■ Что сделать ■
1. Перепишите из отрывка о Меншикове фрагмент от «Еще со времен» до «уже не смог.» включительно.
2. Ответьте по отрывку о Меншикове:
(а) В каком месяце Меншиков вернулся к работе?
(б) Какой устав отменял один из готовившихся указов?
(в) На кого товарищи Даниила Апостола на Украине завалили столицу клеветой?

■ Отрывок из источника ■
****

А в конце июня Меншиков тяжело заболел. То ли сказался углублявшийся туберкулез, то ли и он оспой заразился. Валялся в беспамятстве, и тут-то его противники смогли развернуться. Он вернулся к работе только в августе, а атмосфера в правительстве уже очень переменилась. Готовились царские указы, которые никак не могли понравиться Меншикову. Один из них отменял устав Петра I о наследовании престола по выбору императора. Другой касался управления Украиной.
Еще со времен Петра I в столице под следствием о злоупотреблениях находился казачий полковник Даниил Апостол. Он примазался в «друзья» к Петру II, увлекательно рассказывал о казачьей жизни, схватках с татарами. А при этом жаловался на «обиды» казаков, лишенных гетманства. Подыграли его товарищи на Украине, завалили столицу клеветой на президента Малороссийской коллегии Вельяминова. Царь решил восстановить «справедливость». Одобрил оба подготовленных указа, и спорить с ним Меншиков уже не смог.

****

■ Показанные данные ■
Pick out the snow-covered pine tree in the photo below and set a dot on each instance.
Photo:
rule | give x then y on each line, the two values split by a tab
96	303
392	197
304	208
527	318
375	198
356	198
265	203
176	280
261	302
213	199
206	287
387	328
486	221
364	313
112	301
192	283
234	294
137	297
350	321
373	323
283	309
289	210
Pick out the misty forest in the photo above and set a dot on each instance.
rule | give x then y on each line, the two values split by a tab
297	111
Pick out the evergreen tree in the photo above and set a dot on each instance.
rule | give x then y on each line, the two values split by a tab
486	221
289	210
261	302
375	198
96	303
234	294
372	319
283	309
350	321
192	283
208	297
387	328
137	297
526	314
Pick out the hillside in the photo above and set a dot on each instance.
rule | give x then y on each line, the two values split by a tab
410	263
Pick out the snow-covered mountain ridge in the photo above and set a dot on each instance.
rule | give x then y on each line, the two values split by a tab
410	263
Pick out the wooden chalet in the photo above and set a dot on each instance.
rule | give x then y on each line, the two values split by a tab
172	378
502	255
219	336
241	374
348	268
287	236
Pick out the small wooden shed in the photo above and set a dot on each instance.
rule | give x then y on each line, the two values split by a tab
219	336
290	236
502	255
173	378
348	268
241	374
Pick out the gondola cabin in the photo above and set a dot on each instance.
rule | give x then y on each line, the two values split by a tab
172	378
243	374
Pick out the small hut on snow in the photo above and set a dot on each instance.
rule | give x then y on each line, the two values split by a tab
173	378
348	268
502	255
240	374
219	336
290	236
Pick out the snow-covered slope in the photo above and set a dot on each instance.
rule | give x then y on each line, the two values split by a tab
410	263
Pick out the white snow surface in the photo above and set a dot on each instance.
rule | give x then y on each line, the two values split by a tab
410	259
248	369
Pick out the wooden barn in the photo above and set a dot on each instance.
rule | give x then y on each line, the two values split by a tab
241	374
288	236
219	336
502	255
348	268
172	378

****

■ Ответы ■
1.
Еще со времен Петра I в столице под следствием о злоупотреблениях находился казачий полковник Даниил Апостол. Он примазался в «друзья» к Петру II, увлекательно рассказывал о казачьей жизни, схватках с татарами. А при этом жаловался на «обиды» казаков, лишенных гетманства. Подыграли его товарищи на Украине, завалили столицу клеветой на президента Малороссийской коллегии Вельяминова. Царь решил восстановить «справедливость». Одобрил оба подготовленных указа, и спорить с ним Меншиков уже не смог.

2.
(а) В августе.
(б) Устав Петра I о наследовании престола по выбору императора.
(в) На президента Малороссийской коллегии Вельяминова.